--- Material for this exercise ---

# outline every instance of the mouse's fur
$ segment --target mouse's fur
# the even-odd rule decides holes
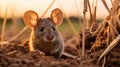
[[[23,20],[32,30],[29,48],[30,51],[41,50],[47,55],[52,55],[60,58],[64,51],[64,42],[57,30],[57,25],[60,25],[63,20],[63,13],[56,8],[51,12],[50,18],[39,18],[38,14],[32,10],[25,12]],[[31,40],[32,39],[32,40]],[[73,56],[72,56],[73,58]]]

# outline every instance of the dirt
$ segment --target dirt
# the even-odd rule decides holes
[[[76,58],[62,56],[60,59],[56,59],[53,56],[41,54],[40,51],[30,52],[28,41],[24,39],[21,43],[15,40],[11,44],[0,45],[0,67],[101,67],[103,65],[103,59],[100,62],[97,60],[105,49],[90,50],[94,37],[92,37],[93,40],[86,38],[87,44],[91,43],[91,45],[86,46],[85,57],[81,56],[81,48],[77,49],[77,46],[80,45],[78,36],[63,35],[63,37],[65,51],[77,56]],[[116,46],[107,54],[106,58],[105,67],[120,67],[120,46]]]

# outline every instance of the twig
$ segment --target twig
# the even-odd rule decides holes
[[[33,48],[33,35],[34,35],[34,29],[31,28],[31,34],[30,34],[30,39],[29,39],[29,49],[30,49],[30,51],[34,51],[34,48]]]
[[[55,0],[52,1],[52,3],[48,6],[48,8],[45,10],[45,12],[43,13],[43,15],[41,17],[43,17],[47,11],[50,9],[50,7],[54,4]]]
[[[17,39],[28,27],[25,26],[16,36],[12,37],[11,39],[8,40],[8,42],[11,42],[15,39]]]
[[[105,6],[105,8],[107,9],[107,11],[110,13],[110,9],[108,8],[106,1],[102,0],[103,5]]]
[[[88,0],[84,0],[84,10],[83,10],[83,34],[82,34],[82,57],[85,56],[85,25],[86,25],[86,12],[87,12]]]
[[[104,61],[103,61],[102,67],[105,67],[105,63],[106,63],[106,56],[104,57]]]
[[[4,41],[5,27],[6,27],[6,21],[7,21],[7,10],[8,10],[8,7],[5,10],[5,17],[2,25],[1,42]]]
[[[110,52],[120,41],[120,35],[118,35],[111,43],[110,45],[105,49],[105,51],[100,55],[98,62],[102,59],[103,56],[105,56],[108,52]]]
[[[80,23],[80,13],[79,13],[79,9],[78,9],[78,5],[77,5],[77,0],[75,0],[75,6],[76,6],[76,10],[77,10],[77,14],[78,14],[78,21],[79,21],[79,23]],[[81,21],[82,22],[82,21]]]
[[[88,0],[88,8],[89,8],[89,11],[90,11],[90,21],[92,22],[93,21],[93,16],[92,16],[92,11],[91,11],[89,0]]]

--- Problem ---
Reproduce every one of the records above line for line, leaving out the pictures.

--- Output for this exercise ---
# outline every instance of the mouse's fur
$ segment --target mouse's fur
# the even-odd rule decides holes
[[[23,20],[32,30],[29,48],[30,51],[41,50],[47,55],[52,55],[60,58],[64,51],[64,42],[57,30],[57,25],[60,25],[63,20],[63,13],[56,8],[51,12],[50,18],[39,18],[38,14],[32,10],[25,12]],[[31,40],[32,39],[32,40]],[[73,56],[72,56],[73,58]]]

# outline every instance of the dirt
$ segment --target dirt
# the even-odd rule decides holes
[[[76,58],[62,56],[60,59],[56,59],[53,56],[41,54],[40,51],[30,52],[28,41],[24,39],[21,43],[15,40],[11,44],[0,45],[0,67],[101,67],[103,65],[103,59],[100,62],[97,60],[105,49],[90,50],[94,37],[92,37],[93,40],[86,38],[87,44],[91,43],[91,45],[86,46],[85,57],[81,56],[81,48],[77,49],[77,46],[80,45],[78,36],[63,35],[63,37],[65,51],[77,56]],[[116,46],[107,54],[106,58],[105,67],[120,67],[120,46]]]

# outline every instance of the twig
$ segment --target twig
# the even-odd rule decides holes
[[[33,48],[33,35],[34,35],[34,29],[31,28],[31,34],[30,34],[30,39],[29,39],[29,49],[30,49],[30,51],[34,51],[34,48]]]
[[[55,0],[52,1],[52,3],[48,6],[48,8],[45,10],[45,12],[43,13],[43,15],[41,17],[43,17],[47,11],[50,9],[50,7],[54,4]]]
[[[17,39],[28,27],[25,26],[16,36],[12,37],[11,39],[8,40],[8,42],[11,42],[15,39]]]
[[[105,6],[105,8],[107,9],[107,11],[110,13],[110,9],[108,8],[106,1],[102,0],[103,5]]]
[[[88,0],[84,0],[84,10],[83,10],[83,34],[82,34],[82,57],[85,56],[85,25],[86,25],[86,12],[87,12]]]
[[[104,61],[103,61],[102,67],[105,67],[105,63],[106,63],[106,56],[104,57]]]
[[[4,41],[5,27],[6,27],[6,21],[7,21],[7,10],[8,10],[8,7],[5,10],[5,17],[2,25],[1,42]]]
[[[110,52],[120,41],[120,35],[118,35],[111,43],[110,45],[105,49],[105,51],[100,55],[98,62],[102,59],[103,56],[105,56],[108,52]]]
[[[80,23],[80,13],[79,13],[79,9],[78,9],[78,5],[77,5],[77,0],[75,0],[75,6],[76,6],[76,10],[77,10],[77,14],[78,14],[78,21],[79,21],[79,23]],[[81,21],[82,22],[82,21]]]
[[[88,0],[88,8],[89,8],[89,11],[90,11],[90,21],[92,22],[93,21],[93,16],[92,16],[92,11],[91,11],[89,0]]]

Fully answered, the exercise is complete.